**Instructions for the task**
Reproduce, word for word, the portion of the Water Diet text below between "The only rule" and "it’s about, either.", inclusive.

**Supplied text**
********************
When you discover what the Water Diet is really about, it’s easy to be swept up into the idea that proper hydration is the key to good health and weight loss. However, with thousands of different diets in existence, it’s often hard to know which ones are the fads and which ones are genuinely great for your fat loss and wellbeing.
The type of weight loss your doctor would likely recommend is the form that would encourage you to adopt a healthful lifestyle that encourages you to be active on a regular basis, while eating portion controlled nutritious meals, for the most part. A part of that is, of course, proper hydration which suggests that the Water Diet may be on to something. But is it really?
To start, you should know that the Water Diet is actually a fad diet that is very trendy right now. Unlike what the name suggests, though, it’s not a form of extreme dieting in which you’d eat and drink only water. Though strategies like that do exist, that isn’t what this is about. In this case, it involves eating as you usually do, while boosting your intake of H2O, all day long.
The only rule is that you need to drink a minimum of 8 cups of water per day. For most healthy adults, that’s the amount we should be drinking but aren’t. So really, keeping up with that part of the diet isn’t likely to cause any harm. That said, if you think you can chug down 4 cups of water at the start of the day and another 4 cups, later on, just to get it over with, that’s not what it’s about, either.
The water consumption needs to be spread out evenly throughout the day, starting the moment you wake up, focusing on times about a half hour before you eat any of your meals, and gradually sipping away for the rest of the day.
For many people, that’s not as easy as it sounds. It can help to improve digestion, shrink the appetite and flush toxins from the body but when you’re not used to taking in that much liquid, it can be challenging. Speak to your doctor about your intentions to try this diet before you get started. It could be that your current diet provides you with enough fluids that drinking 8 cups per day would be too much and could throw off the balance of some nutrients in your body, such as potassium, so it is best not to take this on without medical guidance.
********************
**Input data**
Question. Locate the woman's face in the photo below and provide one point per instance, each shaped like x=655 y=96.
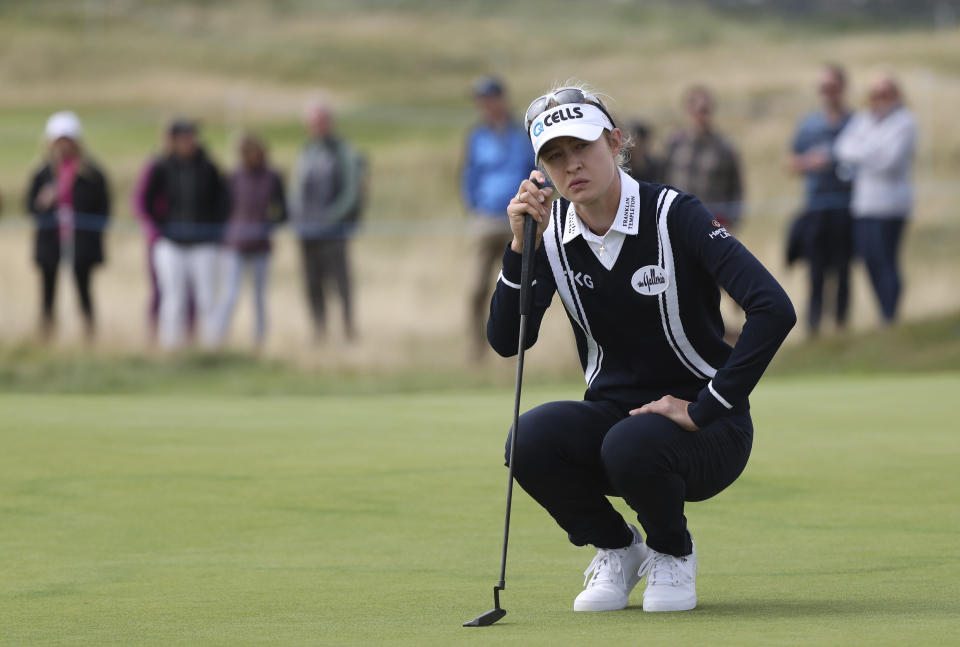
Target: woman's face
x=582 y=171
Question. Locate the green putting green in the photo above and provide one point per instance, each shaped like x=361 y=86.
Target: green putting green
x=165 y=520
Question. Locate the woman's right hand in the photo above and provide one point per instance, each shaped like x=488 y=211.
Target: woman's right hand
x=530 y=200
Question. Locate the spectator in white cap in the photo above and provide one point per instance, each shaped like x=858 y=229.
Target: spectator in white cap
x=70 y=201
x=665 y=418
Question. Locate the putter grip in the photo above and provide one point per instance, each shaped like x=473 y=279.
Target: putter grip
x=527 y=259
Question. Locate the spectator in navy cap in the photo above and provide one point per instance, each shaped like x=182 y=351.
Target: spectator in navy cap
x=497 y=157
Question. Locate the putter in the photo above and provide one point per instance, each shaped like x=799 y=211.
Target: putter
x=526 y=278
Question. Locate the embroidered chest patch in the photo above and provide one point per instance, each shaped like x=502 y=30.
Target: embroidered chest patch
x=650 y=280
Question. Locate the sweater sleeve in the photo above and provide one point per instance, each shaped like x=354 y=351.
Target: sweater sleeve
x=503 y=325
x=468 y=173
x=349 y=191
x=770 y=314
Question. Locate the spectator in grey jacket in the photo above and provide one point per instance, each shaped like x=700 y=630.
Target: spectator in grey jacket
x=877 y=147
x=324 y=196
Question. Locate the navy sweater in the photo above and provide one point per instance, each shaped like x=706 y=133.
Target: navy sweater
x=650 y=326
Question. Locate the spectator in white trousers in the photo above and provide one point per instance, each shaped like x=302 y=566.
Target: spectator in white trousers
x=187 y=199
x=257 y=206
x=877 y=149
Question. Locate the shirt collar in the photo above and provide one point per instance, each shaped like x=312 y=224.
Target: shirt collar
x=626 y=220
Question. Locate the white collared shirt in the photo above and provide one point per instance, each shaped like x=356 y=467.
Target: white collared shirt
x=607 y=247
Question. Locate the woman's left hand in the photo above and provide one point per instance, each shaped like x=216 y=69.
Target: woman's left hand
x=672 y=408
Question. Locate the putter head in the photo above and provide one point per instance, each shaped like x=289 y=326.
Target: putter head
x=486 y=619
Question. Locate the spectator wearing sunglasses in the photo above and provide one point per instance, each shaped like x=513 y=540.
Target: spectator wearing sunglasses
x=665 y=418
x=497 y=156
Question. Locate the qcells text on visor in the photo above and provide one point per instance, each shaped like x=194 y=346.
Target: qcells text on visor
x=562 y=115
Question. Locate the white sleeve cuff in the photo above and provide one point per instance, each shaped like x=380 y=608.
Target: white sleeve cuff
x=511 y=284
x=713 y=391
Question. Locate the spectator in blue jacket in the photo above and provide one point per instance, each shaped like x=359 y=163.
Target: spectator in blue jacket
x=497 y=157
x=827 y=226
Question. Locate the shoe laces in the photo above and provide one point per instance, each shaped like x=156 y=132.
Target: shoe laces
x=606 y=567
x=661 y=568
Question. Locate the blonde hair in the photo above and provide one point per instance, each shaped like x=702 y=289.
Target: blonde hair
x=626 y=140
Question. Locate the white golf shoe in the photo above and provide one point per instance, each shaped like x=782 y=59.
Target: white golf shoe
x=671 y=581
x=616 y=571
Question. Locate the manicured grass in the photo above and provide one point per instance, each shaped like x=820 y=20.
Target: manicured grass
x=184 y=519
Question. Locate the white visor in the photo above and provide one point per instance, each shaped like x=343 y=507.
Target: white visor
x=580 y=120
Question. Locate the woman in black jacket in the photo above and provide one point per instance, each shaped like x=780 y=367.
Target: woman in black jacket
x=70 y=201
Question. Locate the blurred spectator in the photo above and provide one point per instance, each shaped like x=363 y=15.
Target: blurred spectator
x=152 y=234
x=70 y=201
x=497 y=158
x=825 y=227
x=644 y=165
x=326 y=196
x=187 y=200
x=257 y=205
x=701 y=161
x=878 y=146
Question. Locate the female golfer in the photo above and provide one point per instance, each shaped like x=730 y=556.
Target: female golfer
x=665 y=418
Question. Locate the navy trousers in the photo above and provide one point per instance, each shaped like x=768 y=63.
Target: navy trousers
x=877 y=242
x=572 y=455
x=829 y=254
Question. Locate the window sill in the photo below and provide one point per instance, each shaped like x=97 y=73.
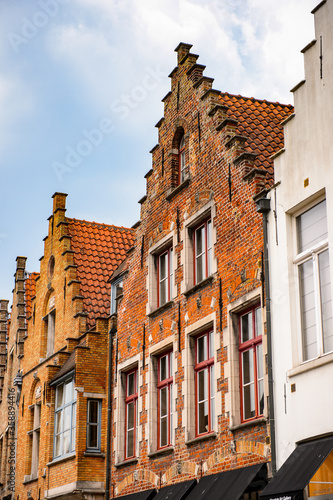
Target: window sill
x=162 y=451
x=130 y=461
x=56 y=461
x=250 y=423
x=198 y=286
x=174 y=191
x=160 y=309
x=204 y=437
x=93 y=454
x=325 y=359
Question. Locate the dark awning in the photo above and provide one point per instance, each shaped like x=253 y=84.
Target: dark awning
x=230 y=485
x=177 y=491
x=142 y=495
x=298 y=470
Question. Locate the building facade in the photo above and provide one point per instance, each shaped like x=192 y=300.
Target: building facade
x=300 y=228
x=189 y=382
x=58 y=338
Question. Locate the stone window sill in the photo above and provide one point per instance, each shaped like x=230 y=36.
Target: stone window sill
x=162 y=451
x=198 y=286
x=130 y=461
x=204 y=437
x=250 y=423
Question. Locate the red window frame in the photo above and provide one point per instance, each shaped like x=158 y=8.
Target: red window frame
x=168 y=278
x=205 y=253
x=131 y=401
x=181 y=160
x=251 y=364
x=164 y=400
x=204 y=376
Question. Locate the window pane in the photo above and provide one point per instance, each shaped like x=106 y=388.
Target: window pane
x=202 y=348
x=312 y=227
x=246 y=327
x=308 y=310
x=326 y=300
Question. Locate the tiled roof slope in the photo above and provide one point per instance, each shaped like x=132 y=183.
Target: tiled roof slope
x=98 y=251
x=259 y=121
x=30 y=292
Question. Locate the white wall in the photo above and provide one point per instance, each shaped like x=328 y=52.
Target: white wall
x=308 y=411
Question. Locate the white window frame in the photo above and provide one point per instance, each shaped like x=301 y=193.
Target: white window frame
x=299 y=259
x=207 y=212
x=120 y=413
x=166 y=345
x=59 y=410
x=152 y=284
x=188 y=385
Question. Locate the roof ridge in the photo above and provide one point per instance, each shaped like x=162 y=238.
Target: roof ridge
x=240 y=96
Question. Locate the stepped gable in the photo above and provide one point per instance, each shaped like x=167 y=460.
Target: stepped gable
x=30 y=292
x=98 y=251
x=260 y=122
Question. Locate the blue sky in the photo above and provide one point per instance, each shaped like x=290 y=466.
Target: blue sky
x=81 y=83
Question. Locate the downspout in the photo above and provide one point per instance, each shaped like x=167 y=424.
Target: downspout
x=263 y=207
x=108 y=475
********************
**Task response**
The only rule is that you need to drink a minimum of 8 cups of water per day. For most healthy adults, that’s the amount we should be drinking but aren’t. So really, keeping up with that part of the diet isn’t likely to cause any harm. That said, if you think you can chug down 4 cups of water at the start of the day and another 4 cups, later on, just to get it over with, that’s not what it’s about, either.